MATERIAL SUPPLIED
= = = =

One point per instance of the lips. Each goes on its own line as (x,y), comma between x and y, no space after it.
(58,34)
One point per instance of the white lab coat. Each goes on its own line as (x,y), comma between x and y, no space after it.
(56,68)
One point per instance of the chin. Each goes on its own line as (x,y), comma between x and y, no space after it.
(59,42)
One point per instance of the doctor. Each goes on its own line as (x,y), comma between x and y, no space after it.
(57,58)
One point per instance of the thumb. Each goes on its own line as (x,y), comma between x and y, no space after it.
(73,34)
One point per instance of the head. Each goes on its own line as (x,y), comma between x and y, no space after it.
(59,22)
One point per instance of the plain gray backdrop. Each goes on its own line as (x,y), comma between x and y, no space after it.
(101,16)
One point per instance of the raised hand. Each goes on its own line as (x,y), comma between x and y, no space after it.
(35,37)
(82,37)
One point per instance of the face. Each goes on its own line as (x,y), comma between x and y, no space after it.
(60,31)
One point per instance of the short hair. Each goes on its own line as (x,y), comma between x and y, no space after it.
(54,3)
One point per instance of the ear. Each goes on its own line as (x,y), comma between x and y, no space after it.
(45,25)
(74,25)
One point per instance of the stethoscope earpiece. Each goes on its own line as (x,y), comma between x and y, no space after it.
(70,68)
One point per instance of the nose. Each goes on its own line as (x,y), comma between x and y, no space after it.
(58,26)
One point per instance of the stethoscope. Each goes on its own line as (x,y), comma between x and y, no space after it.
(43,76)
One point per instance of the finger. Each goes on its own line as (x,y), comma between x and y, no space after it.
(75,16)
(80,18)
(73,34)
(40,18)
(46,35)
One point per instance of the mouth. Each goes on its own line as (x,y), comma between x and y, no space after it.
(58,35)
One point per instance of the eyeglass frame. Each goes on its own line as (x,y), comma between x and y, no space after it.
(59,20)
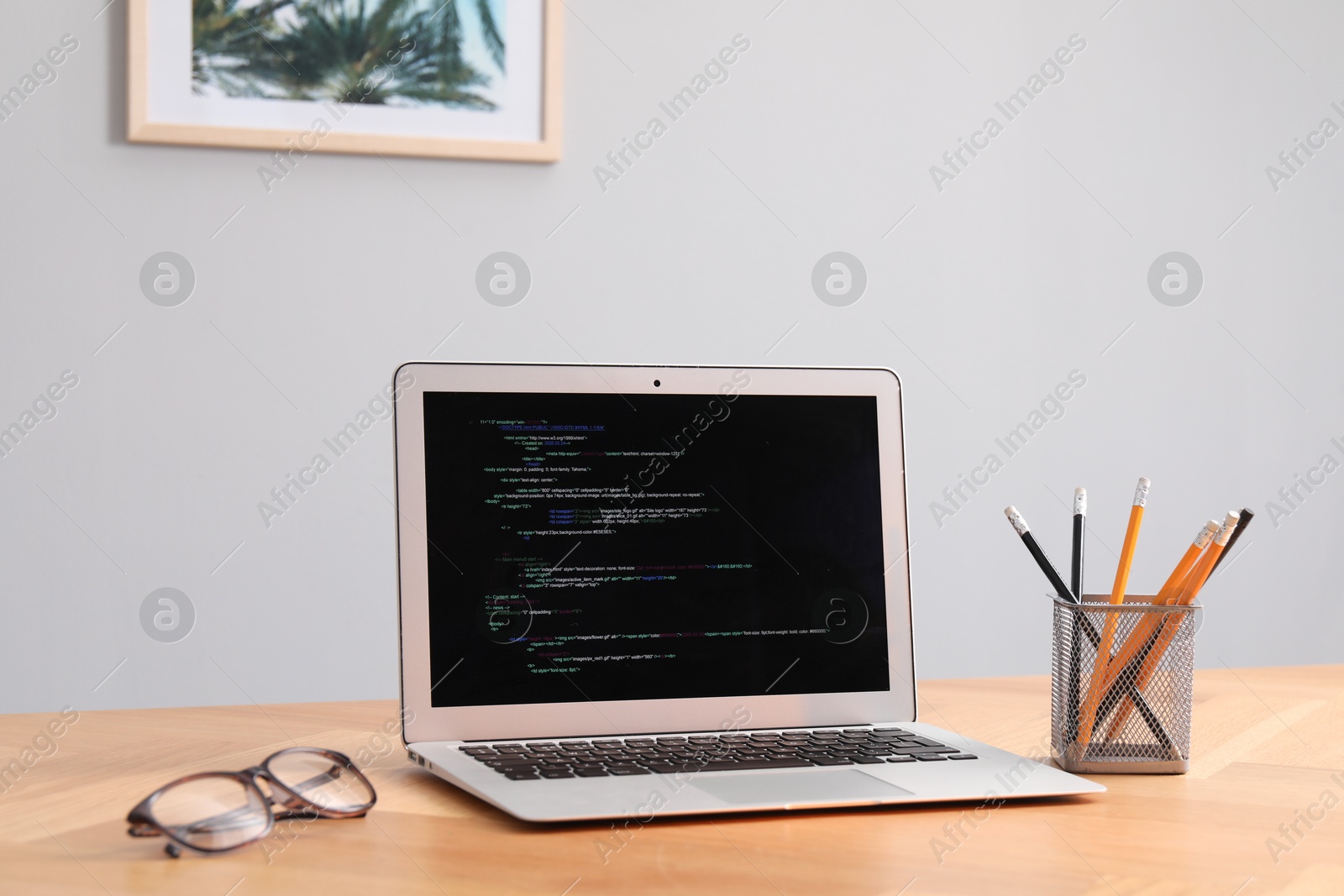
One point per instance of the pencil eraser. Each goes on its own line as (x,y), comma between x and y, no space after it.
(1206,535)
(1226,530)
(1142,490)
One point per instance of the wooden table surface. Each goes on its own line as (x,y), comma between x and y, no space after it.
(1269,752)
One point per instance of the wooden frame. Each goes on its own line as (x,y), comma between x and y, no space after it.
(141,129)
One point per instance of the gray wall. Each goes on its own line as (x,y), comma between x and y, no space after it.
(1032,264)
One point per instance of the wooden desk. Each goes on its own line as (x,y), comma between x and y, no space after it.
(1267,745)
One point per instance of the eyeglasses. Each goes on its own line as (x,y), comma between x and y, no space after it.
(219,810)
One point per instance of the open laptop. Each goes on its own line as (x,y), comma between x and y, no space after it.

= = = =

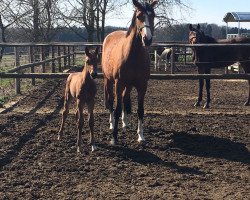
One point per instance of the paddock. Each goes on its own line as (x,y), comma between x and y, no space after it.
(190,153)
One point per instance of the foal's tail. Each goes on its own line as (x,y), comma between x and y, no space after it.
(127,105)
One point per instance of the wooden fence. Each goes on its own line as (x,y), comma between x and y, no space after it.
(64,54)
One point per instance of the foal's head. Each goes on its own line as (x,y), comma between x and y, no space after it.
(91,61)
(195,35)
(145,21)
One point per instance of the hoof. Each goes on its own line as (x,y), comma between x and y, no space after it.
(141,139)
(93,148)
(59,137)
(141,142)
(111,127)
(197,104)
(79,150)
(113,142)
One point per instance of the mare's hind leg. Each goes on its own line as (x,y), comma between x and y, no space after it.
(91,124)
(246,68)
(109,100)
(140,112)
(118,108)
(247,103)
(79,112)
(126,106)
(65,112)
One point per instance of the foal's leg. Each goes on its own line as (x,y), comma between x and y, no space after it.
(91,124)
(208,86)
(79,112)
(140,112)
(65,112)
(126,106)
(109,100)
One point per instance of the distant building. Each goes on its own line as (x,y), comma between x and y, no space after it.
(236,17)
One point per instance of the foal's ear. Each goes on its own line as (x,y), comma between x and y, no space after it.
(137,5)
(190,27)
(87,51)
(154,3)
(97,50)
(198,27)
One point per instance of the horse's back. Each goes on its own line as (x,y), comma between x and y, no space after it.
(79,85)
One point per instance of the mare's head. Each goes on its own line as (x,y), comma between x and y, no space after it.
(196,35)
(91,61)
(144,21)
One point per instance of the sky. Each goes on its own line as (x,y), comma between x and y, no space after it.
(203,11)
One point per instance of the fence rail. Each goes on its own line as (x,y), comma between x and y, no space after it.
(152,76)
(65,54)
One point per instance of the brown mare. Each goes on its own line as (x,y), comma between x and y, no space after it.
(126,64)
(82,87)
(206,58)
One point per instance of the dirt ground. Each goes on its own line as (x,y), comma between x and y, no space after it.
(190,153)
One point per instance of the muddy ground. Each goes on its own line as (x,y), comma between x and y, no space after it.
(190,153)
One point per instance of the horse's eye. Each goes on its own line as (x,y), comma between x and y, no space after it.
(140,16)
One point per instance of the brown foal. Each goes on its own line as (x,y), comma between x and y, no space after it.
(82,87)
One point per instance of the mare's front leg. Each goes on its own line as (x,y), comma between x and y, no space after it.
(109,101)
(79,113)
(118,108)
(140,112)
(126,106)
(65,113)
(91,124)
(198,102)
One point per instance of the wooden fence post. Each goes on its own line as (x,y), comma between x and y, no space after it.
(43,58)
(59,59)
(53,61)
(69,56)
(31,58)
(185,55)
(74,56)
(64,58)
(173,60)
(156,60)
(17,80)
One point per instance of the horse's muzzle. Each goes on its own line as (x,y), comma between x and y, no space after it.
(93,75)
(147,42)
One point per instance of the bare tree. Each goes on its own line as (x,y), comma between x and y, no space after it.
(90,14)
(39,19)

= = = =

YOUR OBJECTIVE
Show each line of the data above that contains the word "brown". Case counts, so list only lines where it appears in that exact capitalization.

ANSWER FOR THE TASK
One point per instance of the brown mare. Each goes on its own line as (x,y), comma between x and y, no space after it.
One point per instance of the brown foal. Each goes on its own line as (x,y), comma between x and y, no space after it.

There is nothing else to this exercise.